The task: When you reach the line containing "# drop a dot on each instance of the blue sky;" in the entries below, begin reproducing lines exactly, and stop once the line containing "# drop a dot on each instance of the wispy" is done.

Supplied records:
== Segment start ==

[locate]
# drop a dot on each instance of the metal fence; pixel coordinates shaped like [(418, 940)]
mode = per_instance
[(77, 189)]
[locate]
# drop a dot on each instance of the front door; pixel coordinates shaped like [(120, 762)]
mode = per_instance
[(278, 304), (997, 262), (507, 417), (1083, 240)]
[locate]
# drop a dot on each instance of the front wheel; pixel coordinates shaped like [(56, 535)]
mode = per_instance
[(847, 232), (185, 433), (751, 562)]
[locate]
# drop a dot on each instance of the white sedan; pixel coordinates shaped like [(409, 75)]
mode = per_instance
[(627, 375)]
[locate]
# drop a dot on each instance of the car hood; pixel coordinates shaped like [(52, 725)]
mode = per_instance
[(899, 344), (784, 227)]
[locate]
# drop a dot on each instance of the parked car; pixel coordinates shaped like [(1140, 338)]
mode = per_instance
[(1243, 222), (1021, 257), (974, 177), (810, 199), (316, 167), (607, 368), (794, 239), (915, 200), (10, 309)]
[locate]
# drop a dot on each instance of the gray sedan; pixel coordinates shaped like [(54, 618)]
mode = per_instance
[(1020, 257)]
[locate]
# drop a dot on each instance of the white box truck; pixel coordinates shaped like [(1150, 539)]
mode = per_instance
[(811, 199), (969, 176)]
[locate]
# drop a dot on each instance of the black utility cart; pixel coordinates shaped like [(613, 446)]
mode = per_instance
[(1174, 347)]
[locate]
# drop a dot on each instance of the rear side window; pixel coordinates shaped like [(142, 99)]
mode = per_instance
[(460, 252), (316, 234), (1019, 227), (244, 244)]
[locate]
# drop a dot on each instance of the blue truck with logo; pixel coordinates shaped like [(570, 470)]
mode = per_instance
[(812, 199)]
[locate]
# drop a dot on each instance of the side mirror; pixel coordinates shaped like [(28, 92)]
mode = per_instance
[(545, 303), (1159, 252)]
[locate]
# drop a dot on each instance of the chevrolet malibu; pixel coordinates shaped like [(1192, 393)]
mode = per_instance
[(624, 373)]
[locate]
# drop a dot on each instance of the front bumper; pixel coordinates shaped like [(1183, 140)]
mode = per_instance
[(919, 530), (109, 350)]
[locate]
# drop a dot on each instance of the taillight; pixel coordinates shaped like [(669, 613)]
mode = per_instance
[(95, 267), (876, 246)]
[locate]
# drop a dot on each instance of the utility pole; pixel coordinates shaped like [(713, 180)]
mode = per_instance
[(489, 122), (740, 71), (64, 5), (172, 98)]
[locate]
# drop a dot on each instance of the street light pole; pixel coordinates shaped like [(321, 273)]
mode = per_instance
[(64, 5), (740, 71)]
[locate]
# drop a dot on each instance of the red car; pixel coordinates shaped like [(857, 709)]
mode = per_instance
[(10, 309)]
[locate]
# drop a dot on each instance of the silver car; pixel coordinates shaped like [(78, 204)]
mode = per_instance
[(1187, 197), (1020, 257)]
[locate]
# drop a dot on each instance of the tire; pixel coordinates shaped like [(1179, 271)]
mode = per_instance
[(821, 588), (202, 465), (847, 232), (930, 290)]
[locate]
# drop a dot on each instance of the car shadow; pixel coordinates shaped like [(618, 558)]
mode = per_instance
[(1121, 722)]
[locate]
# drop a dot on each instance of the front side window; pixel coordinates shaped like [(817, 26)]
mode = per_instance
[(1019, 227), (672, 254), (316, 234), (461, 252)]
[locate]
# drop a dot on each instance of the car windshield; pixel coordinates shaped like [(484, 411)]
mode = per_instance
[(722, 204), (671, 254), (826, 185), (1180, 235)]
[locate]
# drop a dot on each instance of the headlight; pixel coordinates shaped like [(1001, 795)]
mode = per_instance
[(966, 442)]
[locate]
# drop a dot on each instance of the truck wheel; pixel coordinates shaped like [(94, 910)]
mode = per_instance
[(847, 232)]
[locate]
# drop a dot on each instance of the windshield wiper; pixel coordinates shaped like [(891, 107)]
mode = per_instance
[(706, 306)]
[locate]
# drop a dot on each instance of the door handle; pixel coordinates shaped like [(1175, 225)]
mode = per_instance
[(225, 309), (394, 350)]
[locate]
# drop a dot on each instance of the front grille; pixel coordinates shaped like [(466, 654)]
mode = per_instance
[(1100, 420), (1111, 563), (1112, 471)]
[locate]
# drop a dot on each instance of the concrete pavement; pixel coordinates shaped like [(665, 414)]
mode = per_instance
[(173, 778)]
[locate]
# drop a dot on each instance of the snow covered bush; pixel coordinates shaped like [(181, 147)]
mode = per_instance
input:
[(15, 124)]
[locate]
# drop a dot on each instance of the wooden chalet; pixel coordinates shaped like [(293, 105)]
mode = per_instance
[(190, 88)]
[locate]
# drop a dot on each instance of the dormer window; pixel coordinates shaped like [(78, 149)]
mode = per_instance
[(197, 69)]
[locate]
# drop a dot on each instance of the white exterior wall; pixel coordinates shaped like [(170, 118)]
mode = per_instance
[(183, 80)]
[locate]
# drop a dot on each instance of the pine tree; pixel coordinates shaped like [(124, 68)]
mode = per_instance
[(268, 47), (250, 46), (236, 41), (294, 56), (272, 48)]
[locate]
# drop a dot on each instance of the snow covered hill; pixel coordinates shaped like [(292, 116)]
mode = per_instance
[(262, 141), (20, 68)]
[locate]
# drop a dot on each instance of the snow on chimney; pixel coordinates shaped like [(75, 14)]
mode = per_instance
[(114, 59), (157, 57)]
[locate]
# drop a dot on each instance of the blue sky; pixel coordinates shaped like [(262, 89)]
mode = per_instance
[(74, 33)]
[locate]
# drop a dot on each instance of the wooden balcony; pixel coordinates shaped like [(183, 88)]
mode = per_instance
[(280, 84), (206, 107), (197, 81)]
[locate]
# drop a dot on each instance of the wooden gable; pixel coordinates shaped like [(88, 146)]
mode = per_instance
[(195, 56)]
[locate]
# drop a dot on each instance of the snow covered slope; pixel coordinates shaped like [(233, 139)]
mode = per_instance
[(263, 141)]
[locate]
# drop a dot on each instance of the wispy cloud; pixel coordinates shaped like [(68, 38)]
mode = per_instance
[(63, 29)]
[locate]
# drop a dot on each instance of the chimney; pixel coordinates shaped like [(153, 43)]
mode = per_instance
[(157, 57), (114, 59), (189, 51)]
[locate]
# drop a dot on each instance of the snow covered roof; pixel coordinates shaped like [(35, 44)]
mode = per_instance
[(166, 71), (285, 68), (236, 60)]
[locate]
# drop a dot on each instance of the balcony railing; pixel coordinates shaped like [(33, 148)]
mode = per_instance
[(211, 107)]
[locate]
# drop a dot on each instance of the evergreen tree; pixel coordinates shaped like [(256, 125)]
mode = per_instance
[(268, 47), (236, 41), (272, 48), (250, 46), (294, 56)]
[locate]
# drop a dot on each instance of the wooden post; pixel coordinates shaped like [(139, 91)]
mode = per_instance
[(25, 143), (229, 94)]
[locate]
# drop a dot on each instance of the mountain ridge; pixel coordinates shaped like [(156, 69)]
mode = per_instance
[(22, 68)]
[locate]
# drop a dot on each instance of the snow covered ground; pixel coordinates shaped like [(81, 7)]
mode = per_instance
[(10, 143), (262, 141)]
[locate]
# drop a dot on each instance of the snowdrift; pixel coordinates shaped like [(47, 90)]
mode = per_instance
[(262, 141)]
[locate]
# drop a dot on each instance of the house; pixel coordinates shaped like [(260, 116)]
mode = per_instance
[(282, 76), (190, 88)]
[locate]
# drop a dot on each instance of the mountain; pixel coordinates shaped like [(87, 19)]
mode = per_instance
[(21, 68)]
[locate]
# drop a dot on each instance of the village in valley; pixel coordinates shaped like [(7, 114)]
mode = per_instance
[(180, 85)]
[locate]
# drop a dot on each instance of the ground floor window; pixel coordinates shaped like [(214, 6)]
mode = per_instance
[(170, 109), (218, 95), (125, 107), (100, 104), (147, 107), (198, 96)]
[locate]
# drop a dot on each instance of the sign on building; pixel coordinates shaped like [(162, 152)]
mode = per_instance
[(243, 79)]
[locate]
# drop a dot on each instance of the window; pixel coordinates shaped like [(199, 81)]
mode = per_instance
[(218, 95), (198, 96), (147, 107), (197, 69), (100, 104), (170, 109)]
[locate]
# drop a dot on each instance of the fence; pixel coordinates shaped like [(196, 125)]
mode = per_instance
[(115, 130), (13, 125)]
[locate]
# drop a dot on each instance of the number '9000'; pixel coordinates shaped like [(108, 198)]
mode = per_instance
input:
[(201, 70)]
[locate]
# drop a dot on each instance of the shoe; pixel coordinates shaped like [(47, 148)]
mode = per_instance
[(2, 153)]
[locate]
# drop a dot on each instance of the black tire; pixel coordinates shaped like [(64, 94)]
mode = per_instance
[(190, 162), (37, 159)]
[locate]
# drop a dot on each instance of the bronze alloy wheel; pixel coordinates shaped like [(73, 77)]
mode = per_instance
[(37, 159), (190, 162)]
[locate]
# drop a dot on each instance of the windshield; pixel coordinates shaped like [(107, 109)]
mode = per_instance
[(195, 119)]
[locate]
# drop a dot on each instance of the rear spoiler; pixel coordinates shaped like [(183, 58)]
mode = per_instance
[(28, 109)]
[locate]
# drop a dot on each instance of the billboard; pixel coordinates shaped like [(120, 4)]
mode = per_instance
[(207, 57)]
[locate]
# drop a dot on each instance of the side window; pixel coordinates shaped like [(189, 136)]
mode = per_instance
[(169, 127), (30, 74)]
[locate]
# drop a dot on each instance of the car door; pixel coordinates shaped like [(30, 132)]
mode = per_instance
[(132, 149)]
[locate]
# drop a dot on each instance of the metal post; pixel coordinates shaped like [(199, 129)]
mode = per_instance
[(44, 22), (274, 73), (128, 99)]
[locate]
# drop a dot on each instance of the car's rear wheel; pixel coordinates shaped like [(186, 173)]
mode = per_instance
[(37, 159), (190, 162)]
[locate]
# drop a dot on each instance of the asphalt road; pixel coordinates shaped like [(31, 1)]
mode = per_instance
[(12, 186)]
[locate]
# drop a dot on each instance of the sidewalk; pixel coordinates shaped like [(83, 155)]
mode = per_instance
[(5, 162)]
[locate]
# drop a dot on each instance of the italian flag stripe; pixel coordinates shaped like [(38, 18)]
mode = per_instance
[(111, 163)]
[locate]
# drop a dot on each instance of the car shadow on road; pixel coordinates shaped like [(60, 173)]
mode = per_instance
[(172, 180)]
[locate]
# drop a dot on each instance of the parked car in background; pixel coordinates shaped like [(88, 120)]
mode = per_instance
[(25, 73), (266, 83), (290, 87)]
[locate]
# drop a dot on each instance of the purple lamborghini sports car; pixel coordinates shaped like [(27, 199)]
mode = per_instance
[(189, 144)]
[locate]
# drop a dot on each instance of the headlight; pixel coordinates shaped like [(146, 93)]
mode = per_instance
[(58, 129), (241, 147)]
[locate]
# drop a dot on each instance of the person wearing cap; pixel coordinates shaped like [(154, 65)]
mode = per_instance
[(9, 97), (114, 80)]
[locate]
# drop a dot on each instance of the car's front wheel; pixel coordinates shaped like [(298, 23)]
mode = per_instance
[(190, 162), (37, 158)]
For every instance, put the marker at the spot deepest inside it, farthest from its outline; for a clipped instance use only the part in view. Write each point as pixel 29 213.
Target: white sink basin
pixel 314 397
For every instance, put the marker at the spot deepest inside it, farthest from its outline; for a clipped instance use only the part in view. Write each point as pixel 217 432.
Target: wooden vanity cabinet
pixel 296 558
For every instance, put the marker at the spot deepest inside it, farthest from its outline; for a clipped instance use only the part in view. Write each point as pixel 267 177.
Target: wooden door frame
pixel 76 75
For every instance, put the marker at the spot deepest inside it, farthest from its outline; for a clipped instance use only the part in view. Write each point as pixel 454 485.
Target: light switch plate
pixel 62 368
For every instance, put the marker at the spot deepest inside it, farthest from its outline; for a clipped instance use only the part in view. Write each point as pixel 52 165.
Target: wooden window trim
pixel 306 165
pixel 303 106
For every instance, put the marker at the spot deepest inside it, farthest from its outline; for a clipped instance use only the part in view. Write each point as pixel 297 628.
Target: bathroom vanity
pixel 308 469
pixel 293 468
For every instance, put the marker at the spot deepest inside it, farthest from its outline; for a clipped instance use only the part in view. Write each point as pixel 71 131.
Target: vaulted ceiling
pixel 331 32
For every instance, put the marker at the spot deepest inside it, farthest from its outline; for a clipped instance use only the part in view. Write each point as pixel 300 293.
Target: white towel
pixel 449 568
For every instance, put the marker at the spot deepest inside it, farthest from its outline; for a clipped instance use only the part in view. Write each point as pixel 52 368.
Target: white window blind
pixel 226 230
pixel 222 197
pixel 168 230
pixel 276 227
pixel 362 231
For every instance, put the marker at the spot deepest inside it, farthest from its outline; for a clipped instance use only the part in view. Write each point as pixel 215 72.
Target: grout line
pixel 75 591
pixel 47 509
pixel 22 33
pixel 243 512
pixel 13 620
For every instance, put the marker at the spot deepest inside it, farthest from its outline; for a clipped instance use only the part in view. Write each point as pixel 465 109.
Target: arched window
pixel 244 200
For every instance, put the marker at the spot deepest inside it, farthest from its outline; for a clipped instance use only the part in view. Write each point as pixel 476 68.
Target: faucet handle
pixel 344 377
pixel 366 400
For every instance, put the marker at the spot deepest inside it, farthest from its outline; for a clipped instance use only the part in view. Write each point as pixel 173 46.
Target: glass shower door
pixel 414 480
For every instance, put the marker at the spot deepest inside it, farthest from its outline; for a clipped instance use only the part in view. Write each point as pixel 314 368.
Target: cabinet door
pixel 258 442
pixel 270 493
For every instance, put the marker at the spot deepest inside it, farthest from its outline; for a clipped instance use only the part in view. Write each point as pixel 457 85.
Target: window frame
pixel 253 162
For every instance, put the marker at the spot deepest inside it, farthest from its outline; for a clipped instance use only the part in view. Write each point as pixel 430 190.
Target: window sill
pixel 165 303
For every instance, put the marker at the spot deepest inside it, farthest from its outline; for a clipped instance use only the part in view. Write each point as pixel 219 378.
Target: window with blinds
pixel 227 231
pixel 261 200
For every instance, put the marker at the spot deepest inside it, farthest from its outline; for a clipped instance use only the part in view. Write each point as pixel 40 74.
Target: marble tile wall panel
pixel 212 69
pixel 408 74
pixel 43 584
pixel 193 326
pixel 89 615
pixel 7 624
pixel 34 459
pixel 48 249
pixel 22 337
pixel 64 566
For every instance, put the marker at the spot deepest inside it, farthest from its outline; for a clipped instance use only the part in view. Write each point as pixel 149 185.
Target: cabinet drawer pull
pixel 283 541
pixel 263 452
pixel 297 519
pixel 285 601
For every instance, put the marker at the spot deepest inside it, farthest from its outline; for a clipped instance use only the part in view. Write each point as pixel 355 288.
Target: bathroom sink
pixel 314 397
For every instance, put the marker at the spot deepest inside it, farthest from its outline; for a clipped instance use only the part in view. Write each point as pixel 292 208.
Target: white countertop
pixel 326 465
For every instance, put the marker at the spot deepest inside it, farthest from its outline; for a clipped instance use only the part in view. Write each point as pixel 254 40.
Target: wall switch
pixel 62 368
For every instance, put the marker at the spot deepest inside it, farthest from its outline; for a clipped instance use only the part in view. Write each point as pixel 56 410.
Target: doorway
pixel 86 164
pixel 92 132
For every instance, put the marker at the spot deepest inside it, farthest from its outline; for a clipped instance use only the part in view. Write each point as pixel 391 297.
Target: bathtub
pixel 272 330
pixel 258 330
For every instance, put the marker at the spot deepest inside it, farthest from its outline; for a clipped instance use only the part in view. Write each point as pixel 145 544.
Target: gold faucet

== Segment end ==

Result of this exercise:
# drop a dot on each instance of the blue sky; pixel coordinates shaped like [(262, 89)]
mode = per_instance
[(74, 33)]
[locate]
# drop a dot on each instance of the wooden balcony; pixel coordinates shaped like [(183, 88)]
mode = per_instance
[(280, 84), (206, 107), (197, 81)]
[locate]
# drop a dot on each instance of the wooden gable; pixel coordinates shaped like [(88, 146)]
mode = per_instance
[(195, 56)]
[locate]
# drop a dot on each instance of the snow covered slope; pixel coordinates shaped like [(233, 139)]
mode = per_instance
[(263, 141)]
[locate]
# drop a dot on each instance of the wispy cloud; pixel coordinates shaped like [(68, 38)]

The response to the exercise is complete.